■ BRIEF 1 ■
Reproduce the passage on climate change and global trade rules below word for word, everything from "First, the 1947" down to "before the WTO.".
■ BRIEF 2 ■
Carry on with the passage below about climate change and global trade governance, picking up right after its final sentence.

■ PASSAGE PROVIDED ■

Changes to the structure of global trade governance are necessary if the worst consequences of climate change are to be avoided. A new Council of Councils Global Governance Working Paper by Maria Panezi of the Centre for International Governance Innovation proposes a variety of options for realizing a more environmentally friendly global trade regime: “something old, something new, something borrowed, and something green.”

Something Old

First, the 1947 General Agreement on Tariffs and Trade (GATT) can be used to adapt trade rules to the climate challenge. Climate measures could include carve-outs, exceptions, and waivers that allow countries to temporarily set GATT and World Trade Organization (WTO) rules aside, as long as they are nondiscriminatory. Trade governance also has built-in safeguards for legitimate policy concerns, including for the conservation of the environment and exhaustible natural resources. WTO panel and Appellate Body reports have confirmed and refined the exceptions clauses in multiple cases (see “shrimp-turtle,” “tuna-dolphin,” and “European communities-seals”). It is time for measures directly related to climate change to be brought before the WTO.

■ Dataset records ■

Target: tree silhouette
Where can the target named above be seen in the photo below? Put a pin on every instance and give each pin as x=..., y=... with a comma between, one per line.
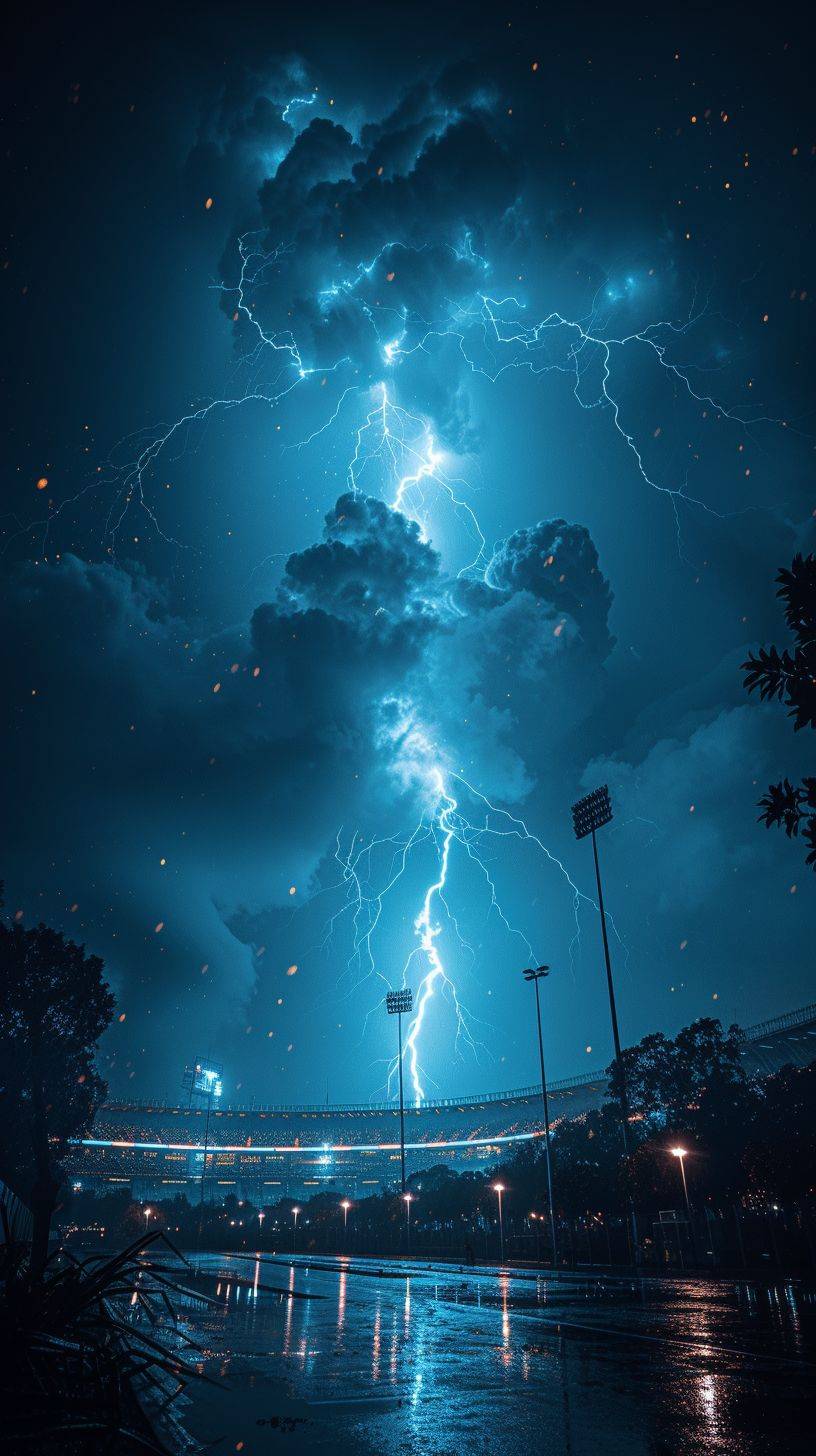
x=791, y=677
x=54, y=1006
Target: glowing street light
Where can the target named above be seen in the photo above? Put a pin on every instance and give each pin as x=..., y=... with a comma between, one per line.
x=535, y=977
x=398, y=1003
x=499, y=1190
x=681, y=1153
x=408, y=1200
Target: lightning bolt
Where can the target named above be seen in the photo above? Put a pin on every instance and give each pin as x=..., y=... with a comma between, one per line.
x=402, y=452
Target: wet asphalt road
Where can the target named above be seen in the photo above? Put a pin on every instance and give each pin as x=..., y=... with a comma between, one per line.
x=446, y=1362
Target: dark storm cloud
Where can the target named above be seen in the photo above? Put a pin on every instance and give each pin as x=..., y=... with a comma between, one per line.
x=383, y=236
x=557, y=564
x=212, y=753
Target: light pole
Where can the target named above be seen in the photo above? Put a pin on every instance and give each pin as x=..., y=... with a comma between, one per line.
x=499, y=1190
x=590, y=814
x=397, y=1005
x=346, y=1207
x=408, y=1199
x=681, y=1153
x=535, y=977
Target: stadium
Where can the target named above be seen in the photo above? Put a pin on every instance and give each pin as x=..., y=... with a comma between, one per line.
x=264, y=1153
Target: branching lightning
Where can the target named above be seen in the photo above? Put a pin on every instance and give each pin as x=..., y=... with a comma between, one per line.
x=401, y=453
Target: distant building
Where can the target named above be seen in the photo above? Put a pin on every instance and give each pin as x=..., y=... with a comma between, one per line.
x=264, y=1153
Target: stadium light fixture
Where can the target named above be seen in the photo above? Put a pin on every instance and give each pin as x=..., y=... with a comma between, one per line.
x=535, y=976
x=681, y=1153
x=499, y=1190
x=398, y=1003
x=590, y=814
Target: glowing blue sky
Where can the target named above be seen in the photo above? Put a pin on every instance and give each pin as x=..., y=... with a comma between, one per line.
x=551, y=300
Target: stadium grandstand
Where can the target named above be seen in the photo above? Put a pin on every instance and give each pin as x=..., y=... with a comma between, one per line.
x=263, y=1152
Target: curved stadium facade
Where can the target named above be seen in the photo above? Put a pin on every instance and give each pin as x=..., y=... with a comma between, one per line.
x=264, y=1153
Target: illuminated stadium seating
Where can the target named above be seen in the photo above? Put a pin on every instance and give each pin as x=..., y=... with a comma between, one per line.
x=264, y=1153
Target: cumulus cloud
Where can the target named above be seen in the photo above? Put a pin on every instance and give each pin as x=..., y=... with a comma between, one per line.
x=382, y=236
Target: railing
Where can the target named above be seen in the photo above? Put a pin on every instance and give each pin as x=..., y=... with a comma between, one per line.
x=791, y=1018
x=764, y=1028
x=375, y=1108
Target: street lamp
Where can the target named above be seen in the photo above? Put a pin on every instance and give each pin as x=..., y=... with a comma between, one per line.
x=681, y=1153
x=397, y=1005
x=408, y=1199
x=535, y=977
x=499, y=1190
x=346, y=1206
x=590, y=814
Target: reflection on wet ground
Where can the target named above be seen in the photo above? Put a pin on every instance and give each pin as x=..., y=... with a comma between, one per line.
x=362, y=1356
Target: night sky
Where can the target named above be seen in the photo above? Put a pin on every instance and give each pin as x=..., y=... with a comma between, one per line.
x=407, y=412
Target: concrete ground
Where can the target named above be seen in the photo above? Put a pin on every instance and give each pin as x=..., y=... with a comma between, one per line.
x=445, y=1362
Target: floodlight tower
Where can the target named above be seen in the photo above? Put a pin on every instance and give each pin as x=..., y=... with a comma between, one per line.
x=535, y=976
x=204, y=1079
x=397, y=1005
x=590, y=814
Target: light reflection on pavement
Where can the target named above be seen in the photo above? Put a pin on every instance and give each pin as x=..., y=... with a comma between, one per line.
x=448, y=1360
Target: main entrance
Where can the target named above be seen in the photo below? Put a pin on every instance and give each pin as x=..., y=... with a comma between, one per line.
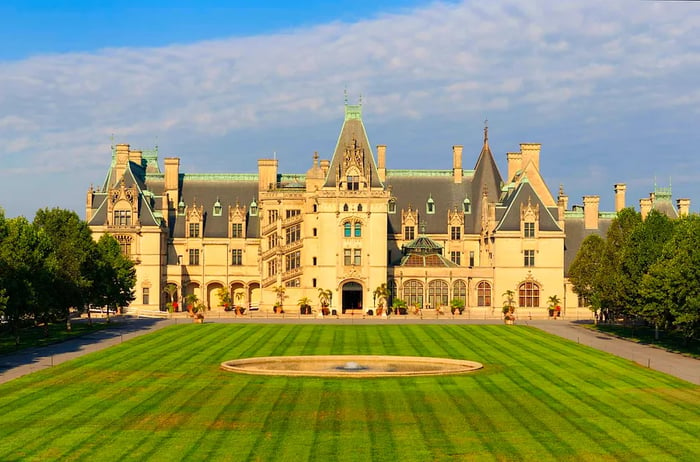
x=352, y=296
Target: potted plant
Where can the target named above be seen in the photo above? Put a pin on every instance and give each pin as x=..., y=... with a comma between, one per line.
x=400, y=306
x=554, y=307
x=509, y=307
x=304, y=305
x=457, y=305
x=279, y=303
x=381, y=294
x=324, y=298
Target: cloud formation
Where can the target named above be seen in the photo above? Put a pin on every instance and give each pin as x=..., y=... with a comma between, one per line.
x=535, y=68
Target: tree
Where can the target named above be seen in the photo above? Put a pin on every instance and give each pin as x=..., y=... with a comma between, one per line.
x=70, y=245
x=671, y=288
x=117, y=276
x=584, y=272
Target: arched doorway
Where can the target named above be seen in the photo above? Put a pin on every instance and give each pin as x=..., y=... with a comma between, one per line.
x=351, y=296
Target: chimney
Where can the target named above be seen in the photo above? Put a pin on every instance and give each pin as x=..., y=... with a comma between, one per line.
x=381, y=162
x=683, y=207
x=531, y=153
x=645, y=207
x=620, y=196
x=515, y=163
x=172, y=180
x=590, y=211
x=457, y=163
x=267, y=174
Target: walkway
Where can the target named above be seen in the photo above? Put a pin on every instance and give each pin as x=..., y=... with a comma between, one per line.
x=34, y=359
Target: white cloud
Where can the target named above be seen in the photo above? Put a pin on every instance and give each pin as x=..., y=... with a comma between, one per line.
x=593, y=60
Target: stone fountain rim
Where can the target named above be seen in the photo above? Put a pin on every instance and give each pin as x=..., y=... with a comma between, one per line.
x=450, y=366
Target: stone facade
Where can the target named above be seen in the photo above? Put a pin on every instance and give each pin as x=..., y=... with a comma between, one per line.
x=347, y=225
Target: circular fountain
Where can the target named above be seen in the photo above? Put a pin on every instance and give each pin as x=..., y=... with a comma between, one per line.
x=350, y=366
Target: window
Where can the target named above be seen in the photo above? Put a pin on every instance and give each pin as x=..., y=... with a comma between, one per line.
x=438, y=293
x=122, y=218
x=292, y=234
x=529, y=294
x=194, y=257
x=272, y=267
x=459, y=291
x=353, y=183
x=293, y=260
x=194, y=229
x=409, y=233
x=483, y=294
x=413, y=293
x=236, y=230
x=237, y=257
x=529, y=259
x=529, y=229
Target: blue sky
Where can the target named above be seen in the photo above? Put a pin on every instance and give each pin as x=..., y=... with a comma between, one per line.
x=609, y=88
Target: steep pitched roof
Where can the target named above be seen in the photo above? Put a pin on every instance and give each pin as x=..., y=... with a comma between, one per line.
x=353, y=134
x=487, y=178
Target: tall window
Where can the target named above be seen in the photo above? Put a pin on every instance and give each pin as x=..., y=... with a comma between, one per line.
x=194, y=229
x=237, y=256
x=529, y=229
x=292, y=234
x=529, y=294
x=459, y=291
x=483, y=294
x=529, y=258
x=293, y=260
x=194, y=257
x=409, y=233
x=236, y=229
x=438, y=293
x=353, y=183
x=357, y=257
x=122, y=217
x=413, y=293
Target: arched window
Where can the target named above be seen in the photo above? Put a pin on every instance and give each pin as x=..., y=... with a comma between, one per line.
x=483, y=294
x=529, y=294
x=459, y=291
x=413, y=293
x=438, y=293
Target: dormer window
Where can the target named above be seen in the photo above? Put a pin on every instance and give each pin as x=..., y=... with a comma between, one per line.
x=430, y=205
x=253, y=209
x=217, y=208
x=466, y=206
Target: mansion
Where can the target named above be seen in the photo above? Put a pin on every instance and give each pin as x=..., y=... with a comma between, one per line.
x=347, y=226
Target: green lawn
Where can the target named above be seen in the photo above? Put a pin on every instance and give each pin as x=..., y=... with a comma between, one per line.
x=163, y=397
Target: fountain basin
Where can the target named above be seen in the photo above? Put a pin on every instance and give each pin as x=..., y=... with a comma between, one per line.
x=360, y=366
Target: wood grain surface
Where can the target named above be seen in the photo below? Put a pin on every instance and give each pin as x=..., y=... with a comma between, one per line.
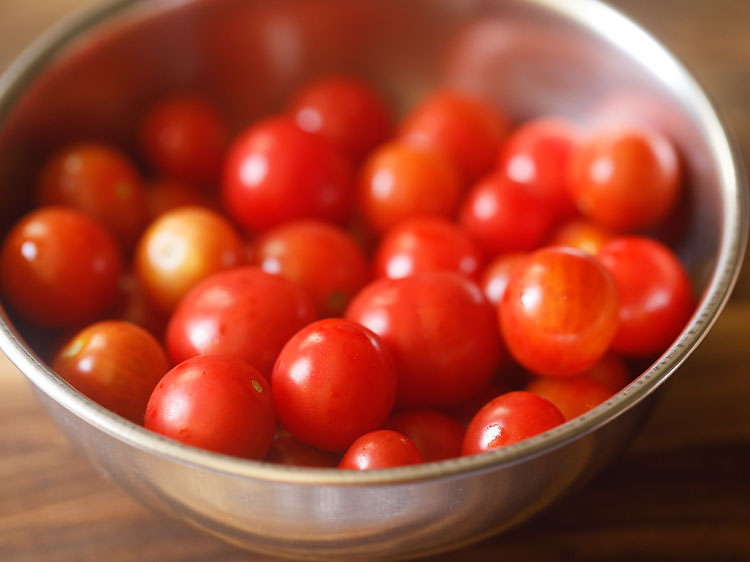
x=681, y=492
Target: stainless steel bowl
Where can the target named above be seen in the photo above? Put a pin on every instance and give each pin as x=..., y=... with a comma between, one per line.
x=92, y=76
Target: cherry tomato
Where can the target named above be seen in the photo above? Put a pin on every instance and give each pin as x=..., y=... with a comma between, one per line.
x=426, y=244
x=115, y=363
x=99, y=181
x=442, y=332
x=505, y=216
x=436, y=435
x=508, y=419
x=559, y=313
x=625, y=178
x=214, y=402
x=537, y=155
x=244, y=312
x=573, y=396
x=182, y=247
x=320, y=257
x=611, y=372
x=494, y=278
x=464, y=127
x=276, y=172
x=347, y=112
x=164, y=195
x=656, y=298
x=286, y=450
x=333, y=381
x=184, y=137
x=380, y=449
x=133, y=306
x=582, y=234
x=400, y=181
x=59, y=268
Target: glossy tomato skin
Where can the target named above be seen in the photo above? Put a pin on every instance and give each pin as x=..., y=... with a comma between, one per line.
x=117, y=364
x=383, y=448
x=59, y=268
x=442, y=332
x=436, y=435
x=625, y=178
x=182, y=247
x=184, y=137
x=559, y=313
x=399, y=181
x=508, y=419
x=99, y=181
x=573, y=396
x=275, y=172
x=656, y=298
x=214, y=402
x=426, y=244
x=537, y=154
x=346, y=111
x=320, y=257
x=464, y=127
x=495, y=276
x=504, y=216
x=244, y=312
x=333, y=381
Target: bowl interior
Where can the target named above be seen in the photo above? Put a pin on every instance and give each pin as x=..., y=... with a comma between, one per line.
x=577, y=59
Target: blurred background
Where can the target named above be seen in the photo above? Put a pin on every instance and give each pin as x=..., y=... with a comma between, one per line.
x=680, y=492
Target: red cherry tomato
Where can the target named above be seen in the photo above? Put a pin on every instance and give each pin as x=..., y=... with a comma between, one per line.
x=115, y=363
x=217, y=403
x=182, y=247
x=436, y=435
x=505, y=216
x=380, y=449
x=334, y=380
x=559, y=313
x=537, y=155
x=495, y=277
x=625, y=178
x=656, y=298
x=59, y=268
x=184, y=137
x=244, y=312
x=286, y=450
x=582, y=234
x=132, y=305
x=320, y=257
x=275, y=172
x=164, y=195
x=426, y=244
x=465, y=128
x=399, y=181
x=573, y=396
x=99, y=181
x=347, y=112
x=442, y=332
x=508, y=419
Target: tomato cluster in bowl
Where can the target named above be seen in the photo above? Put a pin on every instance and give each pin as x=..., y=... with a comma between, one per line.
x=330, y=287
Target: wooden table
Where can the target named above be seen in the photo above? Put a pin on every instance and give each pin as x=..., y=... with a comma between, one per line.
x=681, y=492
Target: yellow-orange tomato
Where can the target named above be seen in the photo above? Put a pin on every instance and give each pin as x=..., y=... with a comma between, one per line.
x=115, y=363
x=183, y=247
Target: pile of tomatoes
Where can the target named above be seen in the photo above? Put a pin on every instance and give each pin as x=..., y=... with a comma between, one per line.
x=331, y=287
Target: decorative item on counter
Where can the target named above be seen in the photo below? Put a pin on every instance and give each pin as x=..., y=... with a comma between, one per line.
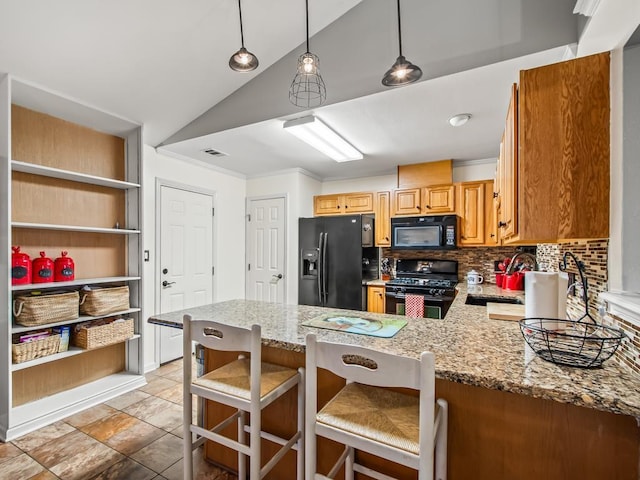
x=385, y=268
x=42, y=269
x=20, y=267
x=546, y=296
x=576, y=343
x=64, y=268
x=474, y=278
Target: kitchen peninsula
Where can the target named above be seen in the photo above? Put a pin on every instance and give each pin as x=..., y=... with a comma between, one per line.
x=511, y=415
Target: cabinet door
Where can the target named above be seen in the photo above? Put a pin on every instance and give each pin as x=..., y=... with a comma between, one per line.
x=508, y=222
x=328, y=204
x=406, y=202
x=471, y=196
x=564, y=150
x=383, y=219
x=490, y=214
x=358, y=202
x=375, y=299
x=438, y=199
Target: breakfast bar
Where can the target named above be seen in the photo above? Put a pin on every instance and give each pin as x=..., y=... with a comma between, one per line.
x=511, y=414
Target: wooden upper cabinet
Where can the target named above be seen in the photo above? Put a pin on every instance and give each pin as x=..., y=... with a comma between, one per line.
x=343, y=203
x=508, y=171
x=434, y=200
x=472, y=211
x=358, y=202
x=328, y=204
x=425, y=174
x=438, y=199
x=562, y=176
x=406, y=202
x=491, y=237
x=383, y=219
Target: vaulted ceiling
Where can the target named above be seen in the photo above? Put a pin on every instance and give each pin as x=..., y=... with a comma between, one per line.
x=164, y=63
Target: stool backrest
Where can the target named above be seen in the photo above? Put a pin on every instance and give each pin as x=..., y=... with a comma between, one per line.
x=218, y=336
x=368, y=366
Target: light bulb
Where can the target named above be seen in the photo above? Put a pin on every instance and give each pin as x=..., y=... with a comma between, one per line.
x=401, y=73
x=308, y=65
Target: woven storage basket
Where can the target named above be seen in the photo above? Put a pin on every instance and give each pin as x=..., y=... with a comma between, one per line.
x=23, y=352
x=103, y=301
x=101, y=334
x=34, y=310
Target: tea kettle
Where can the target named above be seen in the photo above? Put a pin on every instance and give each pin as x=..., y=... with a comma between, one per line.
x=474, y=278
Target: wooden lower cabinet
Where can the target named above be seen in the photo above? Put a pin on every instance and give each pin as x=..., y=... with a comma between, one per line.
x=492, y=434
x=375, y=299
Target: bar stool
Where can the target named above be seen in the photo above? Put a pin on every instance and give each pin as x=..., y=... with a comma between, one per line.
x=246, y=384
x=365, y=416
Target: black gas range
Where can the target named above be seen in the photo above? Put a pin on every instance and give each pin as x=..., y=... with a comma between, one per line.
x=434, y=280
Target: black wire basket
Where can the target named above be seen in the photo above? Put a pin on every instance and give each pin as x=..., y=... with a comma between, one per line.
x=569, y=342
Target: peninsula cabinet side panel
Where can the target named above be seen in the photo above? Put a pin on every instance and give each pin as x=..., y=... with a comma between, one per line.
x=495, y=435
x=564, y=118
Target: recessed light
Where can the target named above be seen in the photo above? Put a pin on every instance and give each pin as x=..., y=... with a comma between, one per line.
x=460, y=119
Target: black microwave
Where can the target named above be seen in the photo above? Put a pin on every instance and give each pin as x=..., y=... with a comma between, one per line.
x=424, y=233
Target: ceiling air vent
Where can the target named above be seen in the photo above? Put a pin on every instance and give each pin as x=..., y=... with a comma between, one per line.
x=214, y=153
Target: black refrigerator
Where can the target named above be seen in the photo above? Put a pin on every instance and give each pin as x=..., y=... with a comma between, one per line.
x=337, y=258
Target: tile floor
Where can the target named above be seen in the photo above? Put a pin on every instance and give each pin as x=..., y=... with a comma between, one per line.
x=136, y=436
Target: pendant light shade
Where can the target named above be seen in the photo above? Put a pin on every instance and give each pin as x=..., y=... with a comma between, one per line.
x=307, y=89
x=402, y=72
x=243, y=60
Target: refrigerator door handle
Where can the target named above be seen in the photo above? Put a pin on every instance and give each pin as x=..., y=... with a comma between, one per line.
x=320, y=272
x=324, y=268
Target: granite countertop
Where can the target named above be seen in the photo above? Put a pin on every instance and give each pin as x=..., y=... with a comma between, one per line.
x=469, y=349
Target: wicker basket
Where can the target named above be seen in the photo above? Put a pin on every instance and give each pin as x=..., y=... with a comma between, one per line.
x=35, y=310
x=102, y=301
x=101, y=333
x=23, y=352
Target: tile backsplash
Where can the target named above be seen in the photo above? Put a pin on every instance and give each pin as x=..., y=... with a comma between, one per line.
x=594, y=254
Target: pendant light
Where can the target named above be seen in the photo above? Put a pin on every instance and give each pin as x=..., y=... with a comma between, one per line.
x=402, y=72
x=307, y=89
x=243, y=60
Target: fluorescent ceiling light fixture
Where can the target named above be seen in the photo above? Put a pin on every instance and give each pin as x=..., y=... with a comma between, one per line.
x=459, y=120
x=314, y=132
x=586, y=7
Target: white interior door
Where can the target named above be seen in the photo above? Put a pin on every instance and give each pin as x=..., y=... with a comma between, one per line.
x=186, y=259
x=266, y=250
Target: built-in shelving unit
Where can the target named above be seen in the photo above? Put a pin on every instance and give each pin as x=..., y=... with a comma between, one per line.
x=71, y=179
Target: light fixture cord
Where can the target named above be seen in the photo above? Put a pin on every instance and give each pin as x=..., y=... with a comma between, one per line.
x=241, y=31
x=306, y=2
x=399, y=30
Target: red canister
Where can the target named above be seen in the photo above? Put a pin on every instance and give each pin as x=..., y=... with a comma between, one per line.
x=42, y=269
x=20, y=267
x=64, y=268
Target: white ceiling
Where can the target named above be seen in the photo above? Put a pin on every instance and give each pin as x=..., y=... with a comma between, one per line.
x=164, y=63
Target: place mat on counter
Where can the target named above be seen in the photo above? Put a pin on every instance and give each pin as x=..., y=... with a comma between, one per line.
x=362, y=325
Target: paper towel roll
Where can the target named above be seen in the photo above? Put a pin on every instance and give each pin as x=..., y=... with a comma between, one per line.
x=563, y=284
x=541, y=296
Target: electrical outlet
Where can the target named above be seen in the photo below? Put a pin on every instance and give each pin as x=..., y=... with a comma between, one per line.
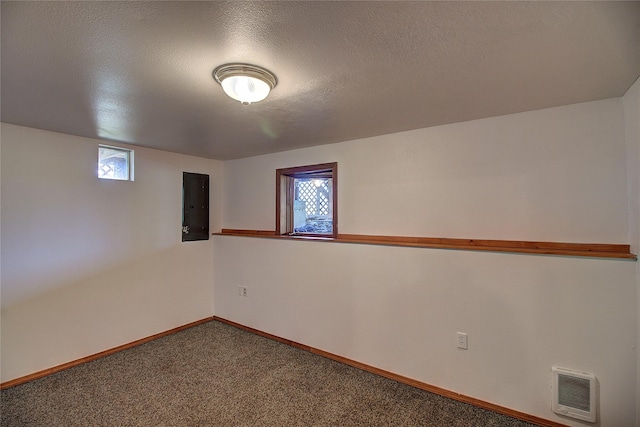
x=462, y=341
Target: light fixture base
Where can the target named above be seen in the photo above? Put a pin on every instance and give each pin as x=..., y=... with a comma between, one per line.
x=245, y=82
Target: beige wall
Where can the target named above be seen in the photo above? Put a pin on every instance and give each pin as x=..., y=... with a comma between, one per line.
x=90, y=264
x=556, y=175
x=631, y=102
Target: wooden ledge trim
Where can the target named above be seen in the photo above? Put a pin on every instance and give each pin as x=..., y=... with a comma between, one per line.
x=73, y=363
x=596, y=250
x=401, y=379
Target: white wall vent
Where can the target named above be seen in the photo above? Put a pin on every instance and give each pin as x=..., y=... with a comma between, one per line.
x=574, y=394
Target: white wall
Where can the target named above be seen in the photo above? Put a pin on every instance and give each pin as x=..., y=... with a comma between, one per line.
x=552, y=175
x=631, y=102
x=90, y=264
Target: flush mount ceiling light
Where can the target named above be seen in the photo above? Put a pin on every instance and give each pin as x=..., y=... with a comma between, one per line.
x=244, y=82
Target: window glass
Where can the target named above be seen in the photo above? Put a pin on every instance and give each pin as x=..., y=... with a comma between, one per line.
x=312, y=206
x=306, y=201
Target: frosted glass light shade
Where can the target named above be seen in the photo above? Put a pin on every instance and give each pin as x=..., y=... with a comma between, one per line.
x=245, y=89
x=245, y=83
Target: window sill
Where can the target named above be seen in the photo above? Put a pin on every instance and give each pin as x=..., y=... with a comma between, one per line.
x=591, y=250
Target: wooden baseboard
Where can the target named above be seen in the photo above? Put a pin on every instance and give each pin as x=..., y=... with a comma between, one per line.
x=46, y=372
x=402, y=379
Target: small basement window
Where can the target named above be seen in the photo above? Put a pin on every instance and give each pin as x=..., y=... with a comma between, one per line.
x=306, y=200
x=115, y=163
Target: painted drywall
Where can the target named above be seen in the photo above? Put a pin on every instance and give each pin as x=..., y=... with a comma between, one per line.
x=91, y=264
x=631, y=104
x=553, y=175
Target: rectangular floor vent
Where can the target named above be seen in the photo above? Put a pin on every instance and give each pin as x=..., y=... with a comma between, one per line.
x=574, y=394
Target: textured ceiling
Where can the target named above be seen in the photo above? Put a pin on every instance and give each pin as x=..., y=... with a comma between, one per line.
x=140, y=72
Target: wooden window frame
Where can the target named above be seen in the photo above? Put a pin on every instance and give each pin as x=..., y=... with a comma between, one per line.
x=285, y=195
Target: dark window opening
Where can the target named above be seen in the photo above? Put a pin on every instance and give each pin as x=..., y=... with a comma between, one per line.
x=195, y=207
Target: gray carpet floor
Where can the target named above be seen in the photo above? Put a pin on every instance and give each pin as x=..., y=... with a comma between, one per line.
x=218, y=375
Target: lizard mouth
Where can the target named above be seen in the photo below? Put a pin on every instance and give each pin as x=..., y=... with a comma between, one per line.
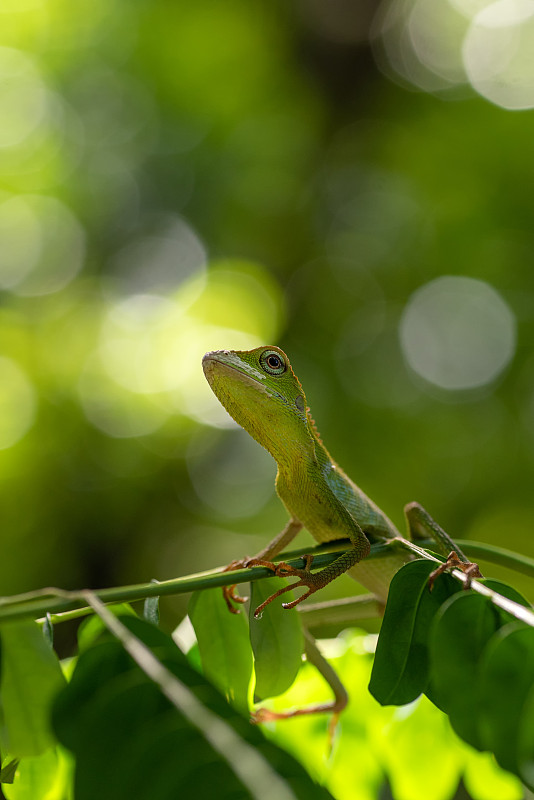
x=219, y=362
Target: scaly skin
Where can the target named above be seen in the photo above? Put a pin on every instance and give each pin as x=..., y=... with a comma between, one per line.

■ TASK OUTPUT 1 ■
First, the 1947 General Agreement on Tariffs and Trade (GATT) can be used to adapt trade rules to the climate challenge. Climate measures could include carve-outs, exceptions, and waivers that allow countries to temporarily set GATT and World Trade Organization (WTO) rules aside, as long as they are nondiscriminatory. Trade governance also has built-in safeguards for legitimate policy concerns, including for the conservation of the environment and exhaustible natural resources. WTO panel and Appellate Body reports have confirmed and refined the exceptions clauses in multiple cases (see “shrimp-turtle,” “tuna-dolphin,” and “European communities-seals”). It is time for measures directly related to climate change to be brought before the WTO.

■ TASK OUTPUT 2 ■
Something New

Second, the WTO should consider more options to include climate change measures in WTO law. More trade agreements should use “permissive legal imagination” and create new space for mitigating climate change that follow WTO rules. Panezi proposes three options:

  • Implement WTO-compatible border carbon adjustments (BCAs). BCAs will increase the prices of less accountable or nonaccountable products made abroad to match domestic environmental-accountability initiatives.
  • Adapt WTO rules to simplify adoption of green-forward legislation at the subnational level. WTO rules can limit the subnational adoption and implementation of environmental regulations. WTO member states should negotiate an interpretive note making it possible for the adoption of subnational legislation as long as it protects the environment. At a minimum, WTO member states should draft a set of guidelines outlining permissible subnational environmental measures.
  • Adopt a climate waiver at the WTO. A waiver would not change existing rules but could link climate change to the “exceptional circumstances” for waivers put forth in the Marrakesh Agreement, which would allow for legal interpretations that favor climate change action.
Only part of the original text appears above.